### BRIEF
The answer is the set of lines that include "black", copied from the data below.

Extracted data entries
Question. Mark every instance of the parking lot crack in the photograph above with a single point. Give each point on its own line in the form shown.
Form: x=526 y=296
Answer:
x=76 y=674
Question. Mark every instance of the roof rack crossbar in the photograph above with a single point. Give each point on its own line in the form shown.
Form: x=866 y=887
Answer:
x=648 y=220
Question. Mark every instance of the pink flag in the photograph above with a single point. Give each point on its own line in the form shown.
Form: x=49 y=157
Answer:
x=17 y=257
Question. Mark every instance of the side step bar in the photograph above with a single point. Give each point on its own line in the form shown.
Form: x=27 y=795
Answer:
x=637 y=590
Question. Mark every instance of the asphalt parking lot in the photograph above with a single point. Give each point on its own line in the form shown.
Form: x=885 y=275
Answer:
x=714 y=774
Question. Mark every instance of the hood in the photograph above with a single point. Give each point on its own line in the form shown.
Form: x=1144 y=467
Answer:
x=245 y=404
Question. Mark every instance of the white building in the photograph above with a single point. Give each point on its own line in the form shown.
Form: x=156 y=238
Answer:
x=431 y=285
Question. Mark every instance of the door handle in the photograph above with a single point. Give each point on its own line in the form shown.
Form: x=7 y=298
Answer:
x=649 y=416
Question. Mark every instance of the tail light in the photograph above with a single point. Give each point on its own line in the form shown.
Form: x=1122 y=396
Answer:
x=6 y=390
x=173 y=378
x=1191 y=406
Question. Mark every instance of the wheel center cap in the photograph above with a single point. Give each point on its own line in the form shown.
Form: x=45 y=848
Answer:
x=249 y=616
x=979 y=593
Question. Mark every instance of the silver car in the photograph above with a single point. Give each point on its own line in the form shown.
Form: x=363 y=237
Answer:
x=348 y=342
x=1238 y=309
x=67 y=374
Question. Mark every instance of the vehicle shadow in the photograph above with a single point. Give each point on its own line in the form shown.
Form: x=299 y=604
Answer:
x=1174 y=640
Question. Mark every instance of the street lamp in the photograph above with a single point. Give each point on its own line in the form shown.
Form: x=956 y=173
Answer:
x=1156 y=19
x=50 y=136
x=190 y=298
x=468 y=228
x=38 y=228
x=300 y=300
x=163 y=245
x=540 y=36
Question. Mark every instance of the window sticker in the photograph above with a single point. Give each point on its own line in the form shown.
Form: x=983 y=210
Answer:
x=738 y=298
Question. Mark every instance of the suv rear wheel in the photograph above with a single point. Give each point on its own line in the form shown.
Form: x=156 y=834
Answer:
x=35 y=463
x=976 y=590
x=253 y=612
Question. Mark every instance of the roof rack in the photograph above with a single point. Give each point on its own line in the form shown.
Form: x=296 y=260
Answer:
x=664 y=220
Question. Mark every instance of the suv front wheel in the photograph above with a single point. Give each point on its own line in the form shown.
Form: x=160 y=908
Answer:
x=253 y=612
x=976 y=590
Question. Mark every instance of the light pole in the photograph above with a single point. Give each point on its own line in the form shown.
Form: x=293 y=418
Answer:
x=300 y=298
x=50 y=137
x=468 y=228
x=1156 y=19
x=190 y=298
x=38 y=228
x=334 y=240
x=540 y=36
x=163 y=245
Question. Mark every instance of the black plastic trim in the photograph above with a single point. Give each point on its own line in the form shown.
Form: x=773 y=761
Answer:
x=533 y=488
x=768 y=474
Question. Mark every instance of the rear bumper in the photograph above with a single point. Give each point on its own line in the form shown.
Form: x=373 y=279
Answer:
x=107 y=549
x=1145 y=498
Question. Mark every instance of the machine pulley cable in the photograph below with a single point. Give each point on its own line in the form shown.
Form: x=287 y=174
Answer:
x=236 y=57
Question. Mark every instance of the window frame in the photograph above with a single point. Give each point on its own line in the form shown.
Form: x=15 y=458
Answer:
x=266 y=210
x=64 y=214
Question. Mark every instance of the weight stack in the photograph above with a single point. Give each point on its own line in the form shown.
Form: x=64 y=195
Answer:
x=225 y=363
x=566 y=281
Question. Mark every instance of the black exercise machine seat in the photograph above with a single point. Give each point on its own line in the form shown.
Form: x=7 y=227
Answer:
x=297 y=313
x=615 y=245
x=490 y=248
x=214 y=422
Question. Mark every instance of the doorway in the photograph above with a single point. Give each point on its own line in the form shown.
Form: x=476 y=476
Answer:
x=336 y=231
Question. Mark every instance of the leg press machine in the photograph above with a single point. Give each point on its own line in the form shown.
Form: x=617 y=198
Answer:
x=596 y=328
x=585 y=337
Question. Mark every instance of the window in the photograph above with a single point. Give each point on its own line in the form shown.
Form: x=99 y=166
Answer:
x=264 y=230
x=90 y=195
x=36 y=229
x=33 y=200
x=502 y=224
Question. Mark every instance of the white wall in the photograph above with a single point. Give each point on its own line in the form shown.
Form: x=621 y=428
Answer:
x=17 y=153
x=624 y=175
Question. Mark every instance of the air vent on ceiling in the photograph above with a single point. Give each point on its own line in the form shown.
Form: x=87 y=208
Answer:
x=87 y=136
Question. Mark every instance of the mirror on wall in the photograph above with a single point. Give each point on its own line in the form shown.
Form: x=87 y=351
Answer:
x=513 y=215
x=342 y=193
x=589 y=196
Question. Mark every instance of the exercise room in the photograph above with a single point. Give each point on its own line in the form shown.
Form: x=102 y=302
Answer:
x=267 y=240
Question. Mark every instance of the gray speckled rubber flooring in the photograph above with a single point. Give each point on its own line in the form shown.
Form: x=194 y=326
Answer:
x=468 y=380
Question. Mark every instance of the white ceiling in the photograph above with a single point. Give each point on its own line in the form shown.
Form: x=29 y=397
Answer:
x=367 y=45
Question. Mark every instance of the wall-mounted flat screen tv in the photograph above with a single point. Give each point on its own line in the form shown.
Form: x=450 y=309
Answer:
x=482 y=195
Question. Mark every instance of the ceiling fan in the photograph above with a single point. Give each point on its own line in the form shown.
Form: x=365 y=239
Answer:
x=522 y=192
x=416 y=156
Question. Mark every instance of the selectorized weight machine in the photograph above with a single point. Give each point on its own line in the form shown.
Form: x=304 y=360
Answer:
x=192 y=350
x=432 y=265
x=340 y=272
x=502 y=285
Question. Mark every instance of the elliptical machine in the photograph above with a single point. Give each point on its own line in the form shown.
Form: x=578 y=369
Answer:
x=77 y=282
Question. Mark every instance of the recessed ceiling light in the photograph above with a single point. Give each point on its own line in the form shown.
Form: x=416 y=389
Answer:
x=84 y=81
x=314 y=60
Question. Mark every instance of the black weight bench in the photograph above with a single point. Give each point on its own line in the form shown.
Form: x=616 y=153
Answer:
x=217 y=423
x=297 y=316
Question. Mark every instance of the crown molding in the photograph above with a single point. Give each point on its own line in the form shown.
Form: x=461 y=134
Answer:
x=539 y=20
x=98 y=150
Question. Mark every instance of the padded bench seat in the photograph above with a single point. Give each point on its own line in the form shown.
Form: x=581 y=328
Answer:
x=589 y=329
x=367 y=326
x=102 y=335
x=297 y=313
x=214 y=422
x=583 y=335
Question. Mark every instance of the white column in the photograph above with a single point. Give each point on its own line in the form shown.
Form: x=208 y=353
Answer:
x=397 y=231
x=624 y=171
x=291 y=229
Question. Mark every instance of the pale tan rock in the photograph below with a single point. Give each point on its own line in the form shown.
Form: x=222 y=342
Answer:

### WRITTEN RESPONSE
Question. Mark every instance of the black plastic trim in the photograph above with a single point. Give each point on its own line in the form shown.
Question. Mark every instance of the black exercise machine seat in the photograph above with a single point. Give each point on its own line in the form shown.
Question. Mark every instance of the black weight bench in the photograph above with a single point. Give each point on its own line in the form shown.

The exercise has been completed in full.